§ Quoted text
★ ★ ★ ★ ★ ★ ★

Enhanced Binaural Loudspeaker Audio System with Room Modeling

Myung-Suk Song, Cha Zhang, Dinei Florencio, and Hing-Goo Kang


For many years, spatial (3D) sound using headphones

has been widely used in a number of applications. A

rich spatial sensation is obtained by using head related transfer

functions (HRTF) and playing the appropriate sound through

headphones. In theory, loudspeaker audio systems would be

capable of rendering 3D sound fields almost as rich as headphones,

as long as the room impulse responses (RIRs) between

the loudspeakers and the ears are known. In practice, however,

obtaining these RIRs is hard, and the performance of loudspeaker

based systems is far from perfect. New hope has been recently

raised by a system that tracks the user’s head position and

orientation, and incorporates them into the RIRs estimates in

real time. That system made two simplifying assumptions: it

used generic HRTFs, and it ignored room reverberation. In this

paper we tackle the second problem: we incorporate a room

reverberation estimate into the RIRs. Note that this is a nontrivial

task: RIRs vary significantly with the listener’s positions,

and even if one could measure them at a few points, they are

notoriously hard to interpolate. Instead, we take an indirect

approach: we model the room, and from that model we obtain

an estimate of the main reflections. Position and characteristics

of walls do not vary with the users’ movement, yet they allow

to quickly compute an estimate of the RIR for each new user

position. Of course the key question is whether the estimates are

good enough. We show an improvement in localization perception

of up to 32% (i.e., reducing average error from 23.5◦ to 15.9◦).

★ ★ ★ ★ ★ ★ ★

§ Do this
Please write out the binaural audio abstract word for word, starting at "an estimate of the main" and ending at "23.5◦ to 15.9◦).". The material that comes next has no connection to the binaural audio abstract.

§ Data segment

★ ★ ★ ★ ★ ★ ★

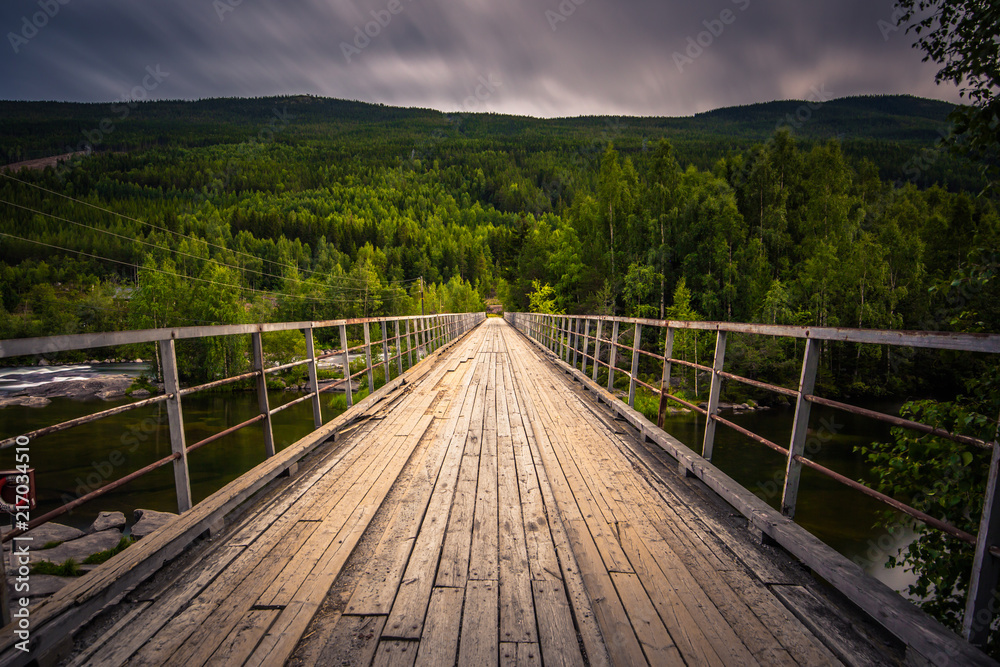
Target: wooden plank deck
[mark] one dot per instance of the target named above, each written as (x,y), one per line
(486,514)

★ ★ ★ ★ ★ ★ ★

§ Solution for this exercise
an estimate of the main reflections. Position and characteristics

of walls do not vary with the users’ movement, yet they allow

to quickly compute an estimate of the RIR for each new user

position. Of course the key question is whether the estimates are

good enough. We show an improvement in localization perception

of up to 32% (i.e., reducing average error from 23.5◦ to 15.9◦).